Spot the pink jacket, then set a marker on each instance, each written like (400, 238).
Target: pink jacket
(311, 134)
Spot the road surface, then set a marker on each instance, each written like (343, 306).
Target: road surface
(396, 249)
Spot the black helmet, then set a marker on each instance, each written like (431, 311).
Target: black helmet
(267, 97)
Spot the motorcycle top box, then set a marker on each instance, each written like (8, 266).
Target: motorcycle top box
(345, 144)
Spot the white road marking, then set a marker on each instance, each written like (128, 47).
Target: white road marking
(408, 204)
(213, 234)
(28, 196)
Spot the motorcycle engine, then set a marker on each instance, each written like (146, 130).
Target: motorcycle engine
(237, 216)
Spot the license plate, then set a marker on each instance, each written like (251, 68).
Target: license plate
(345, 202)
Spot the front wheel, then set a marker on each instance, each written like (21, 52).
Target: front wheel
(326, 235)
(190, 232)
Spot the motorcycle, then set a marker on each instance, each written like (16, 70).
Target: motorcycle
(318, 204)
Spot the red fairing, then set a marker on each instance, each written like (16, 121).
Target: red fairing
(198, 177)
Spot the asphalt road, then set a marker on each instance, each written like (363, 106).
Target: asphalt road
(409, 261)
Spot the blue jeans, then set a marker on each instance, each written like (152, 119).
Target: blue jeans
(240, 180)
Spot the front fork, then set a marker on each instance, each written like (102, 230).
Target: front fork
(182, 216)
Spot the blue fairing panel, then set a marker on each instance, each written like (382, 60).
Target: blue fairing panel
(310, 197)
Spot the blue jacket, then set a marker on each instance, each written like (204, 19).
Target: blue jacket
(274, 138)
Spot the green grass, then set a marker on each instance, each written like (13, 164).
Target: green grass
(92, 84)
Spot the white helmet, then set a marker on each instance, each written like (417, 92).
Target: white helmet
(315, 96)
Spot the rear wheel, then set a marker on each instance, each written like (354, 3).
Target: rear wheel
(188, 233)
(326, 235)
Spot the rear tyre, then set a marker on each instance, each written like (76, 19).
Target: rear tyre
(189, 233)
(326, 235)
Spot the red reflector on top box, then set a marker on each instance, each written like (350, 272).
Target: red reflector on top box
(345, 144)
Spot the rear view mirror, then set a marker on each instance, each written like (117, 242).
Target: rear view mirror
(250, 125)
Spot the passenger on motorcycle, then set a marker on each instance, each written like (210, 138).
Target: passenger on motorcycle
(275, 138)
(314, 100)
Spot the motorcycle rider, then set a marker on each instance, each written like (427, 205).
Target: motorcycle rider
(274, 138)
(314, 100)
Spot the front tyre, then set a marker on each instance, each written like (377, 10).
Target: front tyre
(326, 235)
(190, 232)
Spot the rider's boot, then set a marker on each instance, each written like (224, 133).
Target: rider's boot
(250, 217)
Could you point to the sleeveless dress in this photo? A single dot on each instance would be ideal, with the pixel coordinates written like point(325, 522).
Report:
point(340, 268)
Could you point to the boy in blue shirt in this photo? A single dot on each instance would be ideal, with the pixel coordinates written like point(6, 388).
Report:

◇ ◇ ◇ ◇ ◇

If a line falls between the first line of the data above and the line holding "Spot the motorcycle top", inclusive, retype it exactly; retype no other line.

▶ [Answer section]:
Spot the pink jacket, then set a marker on each instance, each written like (400, 238).
Target: pink jacket
(311, 134)
Spot the road surface, then set a marker on each instance, each written like (343, 306).
Target: road surface
(396, 249)
Spot the black helmet, then set a marker on each instance, each written like (431, 311).
Target: black helmet
(267, 97)
Spot the motorcycle top box, then set a marker on each instance, each written like (8, 266).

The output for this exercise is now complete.